**Required work:** Starting with the first line, output the data exactly, through to the last line.
++++++
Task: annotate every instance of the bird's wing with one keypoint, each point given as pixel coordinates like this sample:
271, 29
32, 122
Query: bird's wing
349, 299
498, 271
++++++
**Solution for this exercise:**
Task: annotate every instance of the bird's wing with one keypoint, each point given as pixel coordinates like this sample:
271, 29
32, 122
Query: bird's wing
349, 299
498, 271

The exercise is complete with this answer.